- [What you should do]
Go through the entries and count the lines with the string "jersey" in them. Give only that number.

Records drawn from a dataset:
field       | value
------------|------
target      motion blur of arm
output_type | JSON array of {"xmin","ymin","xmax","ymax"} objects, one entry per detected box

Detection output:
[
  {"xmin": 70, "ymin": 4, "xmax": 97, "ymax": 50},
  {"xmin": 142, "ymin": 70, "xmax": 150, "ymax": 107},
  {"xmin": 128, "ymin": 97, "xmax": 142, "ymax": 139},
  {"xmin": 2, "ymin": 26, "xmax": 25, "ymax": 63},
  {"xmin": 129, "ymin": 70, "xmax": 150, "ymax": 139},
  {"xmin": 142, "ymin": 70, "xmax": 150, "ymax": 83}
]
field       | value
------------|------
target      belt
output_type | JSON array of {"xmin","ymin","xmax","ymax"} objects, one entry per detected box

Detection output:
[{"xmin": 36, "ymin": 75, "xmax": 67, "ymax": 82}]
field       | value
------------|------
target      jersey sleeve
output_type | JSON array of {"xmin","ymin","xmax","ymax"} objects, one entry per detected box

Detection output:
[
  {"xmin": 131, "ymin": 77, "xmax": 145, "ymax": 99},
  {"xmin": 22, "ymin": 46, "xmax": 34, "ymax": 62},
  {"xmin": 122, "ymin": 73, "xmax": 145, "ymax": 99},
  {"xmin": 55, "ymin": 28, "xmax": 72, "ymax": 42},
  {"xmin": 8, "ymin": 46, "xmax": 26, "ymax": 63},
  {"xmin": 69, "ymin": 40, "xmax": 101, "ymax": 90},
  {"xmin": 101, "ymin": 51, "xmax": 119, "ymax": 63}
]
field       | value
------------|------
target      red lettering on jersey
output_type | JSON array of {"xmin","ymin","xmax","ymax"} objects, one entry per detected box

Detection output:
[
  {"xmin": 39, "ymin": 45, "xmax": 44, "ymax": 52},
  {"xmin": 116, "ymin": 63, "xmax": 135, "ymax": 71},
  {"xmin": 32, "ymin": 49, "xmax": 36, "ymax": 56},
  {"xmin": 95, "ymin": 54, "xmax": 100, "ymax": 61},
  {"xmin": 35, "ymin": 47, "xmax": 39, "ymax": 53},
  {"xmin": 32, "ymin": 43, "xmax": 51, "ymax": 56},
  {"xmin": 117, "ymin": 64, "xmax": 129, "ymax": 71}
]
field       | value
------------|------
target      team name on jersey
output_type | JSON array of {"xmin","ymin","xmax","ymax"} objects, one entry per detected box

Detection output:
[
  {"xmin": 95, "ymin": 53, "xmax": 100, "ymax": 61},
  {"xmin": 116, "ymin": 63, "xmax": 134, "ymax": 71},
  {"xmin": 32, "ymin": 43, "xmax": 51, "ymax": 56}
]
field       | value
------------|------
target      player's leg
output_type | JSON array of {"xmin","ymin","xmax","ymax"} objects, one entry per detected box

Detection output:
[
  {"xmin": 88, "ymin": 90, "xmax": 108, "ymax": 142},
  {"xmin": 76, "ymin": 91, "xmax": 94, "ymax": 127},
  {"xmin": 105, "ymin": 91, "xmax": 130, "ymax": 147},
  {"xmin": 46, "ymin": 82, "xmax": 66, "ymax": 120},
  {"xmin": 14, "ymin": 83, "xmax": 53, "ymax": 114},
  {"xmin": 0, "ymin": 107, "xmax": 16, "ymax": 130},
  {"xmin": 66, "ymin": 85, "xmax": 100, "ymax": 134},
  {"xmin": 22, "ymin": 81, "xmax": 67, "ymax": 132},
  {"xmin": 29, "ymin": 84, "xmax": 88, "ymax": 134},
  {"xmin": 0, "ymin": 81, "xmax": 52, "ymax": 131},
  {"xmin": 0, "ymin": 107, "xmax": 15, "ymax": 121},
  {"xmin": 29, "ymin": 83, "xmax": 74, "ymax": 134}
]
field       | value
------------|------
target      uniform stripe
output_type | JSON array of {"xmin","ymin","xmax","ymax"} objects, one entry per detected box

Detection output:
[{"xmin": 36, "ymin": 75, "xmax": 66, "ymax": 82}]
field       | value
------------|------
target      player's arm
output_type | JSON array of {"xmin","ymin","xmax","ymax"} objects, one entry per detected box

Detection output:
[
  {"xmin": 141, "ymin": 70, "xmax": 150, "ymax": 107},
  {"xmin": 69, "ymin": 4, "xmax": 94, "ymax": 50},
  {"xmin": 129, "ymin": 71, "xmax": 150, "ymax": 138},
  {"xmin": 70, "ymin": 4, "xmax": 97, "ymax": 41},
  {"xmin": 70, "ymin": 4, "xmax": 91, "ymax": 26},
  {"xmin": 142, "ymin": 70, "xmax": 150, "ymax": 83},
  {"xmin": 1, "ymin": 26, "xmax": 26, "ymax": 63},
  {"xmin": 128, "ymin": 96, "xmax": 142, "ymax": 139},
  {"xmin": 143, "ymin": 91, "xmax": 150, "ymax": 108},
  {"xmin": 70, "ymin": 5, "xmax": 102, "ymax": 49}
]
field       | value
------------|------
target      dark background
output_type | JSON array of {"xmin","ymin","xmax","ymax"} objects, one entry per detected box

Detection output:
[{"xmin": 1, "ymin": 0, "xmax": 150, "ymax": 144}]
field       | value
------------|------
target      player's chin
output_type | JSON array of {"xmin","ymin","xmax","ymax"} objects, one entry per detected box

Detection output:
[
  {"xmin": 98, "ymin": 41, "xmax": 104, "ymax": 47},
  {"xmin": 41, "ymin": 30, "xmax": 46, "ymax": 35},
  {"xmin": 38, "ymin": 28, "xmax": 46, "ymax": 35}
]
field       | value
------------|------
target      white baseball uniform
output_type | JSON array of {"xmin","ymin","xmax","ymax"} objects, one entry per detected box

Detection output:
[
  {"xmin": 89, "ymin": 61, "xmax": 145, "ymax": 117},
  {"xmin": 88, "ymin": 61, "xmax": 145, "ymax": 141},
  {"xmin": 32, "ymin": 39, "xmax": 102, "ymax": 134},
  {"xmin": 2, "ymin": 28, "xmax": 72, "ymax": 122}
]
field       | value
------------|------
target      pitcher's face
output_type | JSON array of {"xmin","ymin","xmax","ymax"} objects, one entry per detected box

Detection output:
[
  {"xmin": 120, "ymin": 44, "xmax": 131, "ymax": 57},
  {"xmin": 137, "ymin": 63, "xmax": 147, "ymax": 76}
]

- [Answer box]
3